- Consignes
a: Relevez tous les prénoms de personnes qui figurent dans l'extrait.
b: Recopiez s'il vous plaît le passage de l'extrait qui commence par «Force… Terre… Il» et se poursuit jusqu'à «Jolimont, terre d’exil.», en substituant «frondeuse» à «rebelle».
c: Traduisez en anglais la phrase suivante de l'extrait : «Génie de l'accordéon, il animait de nombreuses fêtes de village en Sardaigne.»

- Extrait du texte

++++++++

Force… Terre… Il ne pouvait en être autrement de cette petite Sarde née le 16 mai 1968. Tandis que les étudiants hurlent encore sur les barricades, Michela pousse son premier cri à l’hôpital de Jolimont. Signe des temps, elle en gardera une attitude rebelle et révolutionnaire, «mais toujours gentille» s’empresse-t-elle de préciser. Et un goût pour les gens au caractère tridimensionnel. Les gens trop lisses, trop peu pour elle. Les amitiés à sens unique, pas d’intérêt. Il en faut du relief pour se frotter à cette dame de fer qui s’avoue vaincue aux larmes dès que l’émotion la submerge. «Je m’efforce de toujours voir les choses du bon côté.» L’un de ces bons côtés ? Sa soeur, Agnese, de quatre ans sa cadette.
Jolimont, terre d’exil.
C’est à Jolimont que les grands-parents de Michela mettront les pieds après avoir débarqué, avec armes et bagages, en 1953 à Bois-du-Luc. La mine, encore elle. Nébuleuse attractive aux profondeurs inquiétantes. Ce puits où les souvenirs se rangent aux côtés des souffrances. Son grand-père était cordonnier et musicien. Génie de l’accordéon, il animait de nombreuses fêtes de village en Sardaigne. «Ma maman, Béatrice, originaire de Lula (Est) est arrivée à l’âge de 10 ans. Elle est née en 1943. Mon papa, Stefano, est né à Dorgali (Est), en 1942. Il arrivera plus tard, à l’âge de 22 ans.»
La famille s’installe à la chaussée de Redemont, en face du GB d’Haine-Saint-Pierre. Les grands-parents de Michela y tiendront un bar fréquenté par toutes les familles italiennes des environs. Les anciens se rappelleront de Giovanni et Sebastiana. «Tout le monde y venait, les femmes, les enfants aussi. Ma grand-mère confectionnait des pizzas, des pâtes, du minestrone. Pour mon grand-père, qui avait fait les 400 coups, c’était une manière de travailler en gardant sa famille toute proche. C’était une énorme maison. Avec mes parents, on a vécu là pendant 5 ans, dans un appartement à l’emplacement de l’actuel garage Renault.»

++++++++

- Matériel
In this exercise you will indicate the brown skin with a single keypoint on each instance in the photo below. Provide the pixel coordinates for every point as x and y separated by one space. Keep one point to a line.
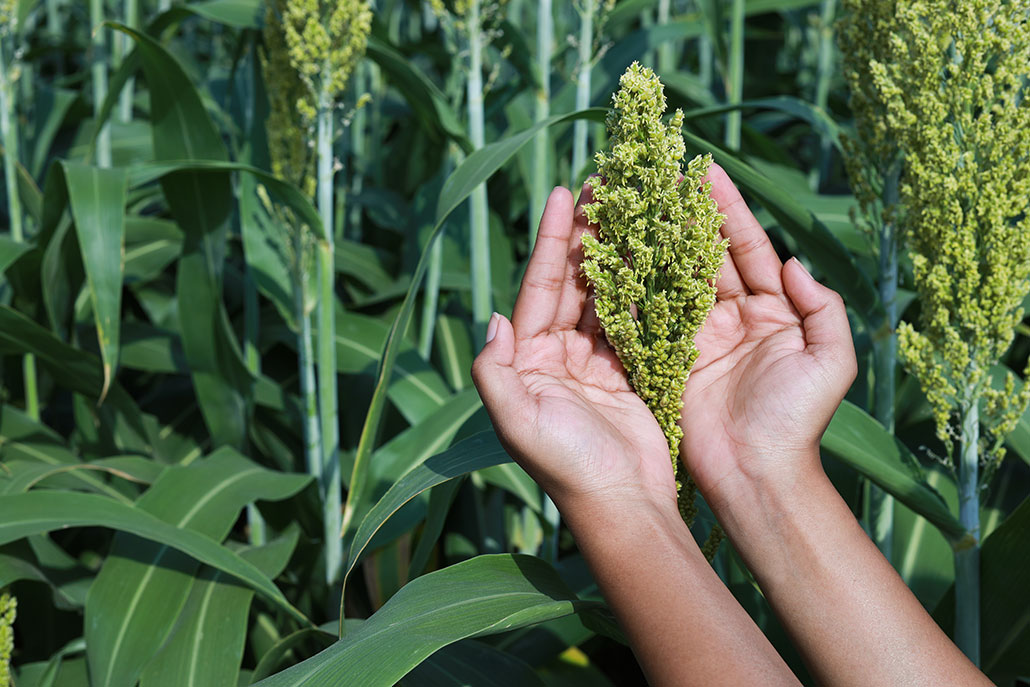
776 361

++++++++

- Réponses
a: Michela, Agnese, Béatrice, Stefano, Giovanni, Sebastiana

b:
Force… Terre… Il ne pouvait en être autrement de cette petite Sarde née le 16 mai 1968. Tandis que les étudiants hurlent encore sur les barricades, Michela pousse son premier cri à l’hôpital de Jolimont. Signe des temps, elle en gardera une attitude frondeuse et révolutionnaire, «mais toujours gentille» s’empresse-t-elle de préciser. Et un goût pour les gens au caractère tridimensionnel. Les gens trop lisses, trop peu pour elle. Les amitiés à sens unique, pas d’intérêt. Il en faut du relief pour se frotter à cette dame de fer qui s’avoue vaincue aux larmes dès que l’émotion la submerge. «Je m’efforce de toujours voir les choses du bon côté.» L’un de ces bons côtés ? Sa soeur, Agnese, de quatre ans sa cadette.
Jolimont, terre d’exil.

c: A genius on the accordion, he livened up many village festivals in Sardinia.